WHAT YOU HAVE TO DO
Please carry on the forum thread below about taking in a second hedgehog, starting right after its last line.
━━ EXCERPT PROVIDED
My Situation: I already have one hedgehog, Lily, that I have owned since August. I have money saved up and have already been making plans to make a new cage for Lily out of solid plastic cubes (with wire ones on the top for air), and to buy her a new wheel from Reaper. Whether or not I get this second hedgehog, I'll be going ahead with those plans. But once I get the new wheel and cage set up, I will have an extra wheel and cage. I also have bags of food that I feed Lily that I could switch a new hedgehog onto, once she was settled. The only things I would have left to get would be food dishes and an igloo. However, I don't have a steady job, I only do pet sitting and babysitting. I'm hoping to get a steady job, I have a list of places to check out for applications, but Michigan's economy is sucky right now, to say the least, so I don't know. Also, I would be keeping any hedgehogs up in my room, where the temperature stays warm day and night, and it's perfectly quiet during the day.

Other Possible Owner: She's an older lady, who works in an office. I believe she works at a school also, but I'm not sure. She said that several other people work in the same office, so I'm not sure how noisy it would be. When I discussed the hedgehog with her, she was asking whether she could keep it in her office, saying that it stays "very hot" in there all the time. She didn't know the exact temperature there. She also insinuated that she was hoping to keep the hedgehog only at her office, though I tried to tell her that it'd be better if she took her home at nights with her. I don't know whether or not she'd be willing to do that, or to keep the hedgehog at her home instead. But she has a steady income, and loves hedgehogs, though she hasn't done much research on them. 

I know I'm completely biased on the situation, given how much I'd like another hedgehog. That's why I'd like your opinions on whether I'm just being selfish and she could have a safer home with the other woman, or if you think I really could take her and provide for her. I know any money I make would be saved for hedgehog things, be it vet bills or food, or things they need to be happy. That's the best I can do at this point, until I know I have a steady part-time job. Thanks for reading this far, and please help me figure out what is best for this little girl.


----------



## Zalea (Sep 12, 2008)
━━━━
━━ AVAILABLE DATA
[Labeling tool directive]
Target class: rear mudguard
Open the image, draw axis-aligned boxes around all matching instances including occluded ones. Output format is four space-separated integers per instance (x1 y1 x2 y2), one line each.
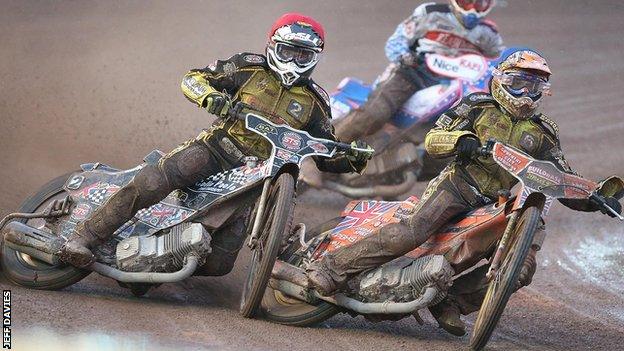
━━━━
REPLY TO THE EXERCISE
*Re: Opinions on Best Home For Hedgehog (Warning: long post!)*

When it comes to keeping the hedgie in an office setting, I would be really worried about that. When it would be time for the hedgie to be active, no one would be there if something happened. If she truly "loves" hedgehogs, she would have no qualms about taking that hedgie into her home, and from your description it sounds like she does. Also, depending on the kind of office, it might not be suitable because people might start complaining about smell, and machines in offices are often very noisy so the hedgehog might not be a happy camper during the day.

If she's planning to keep the hedgie at the office instead of at home, I would recommend that you take her instead. It sounds like you have a better space for her, and it's good that you're dedicated to saving the money to care for hedgie needs. Do you have a space for quarantine for 30 days to be sure that nothing happens to Lily if the other is ill? If so, it sounds like you would be a better option compared to an office where there will be little to no interaction.


----------



## hedgieluver (Feb 18, 2009)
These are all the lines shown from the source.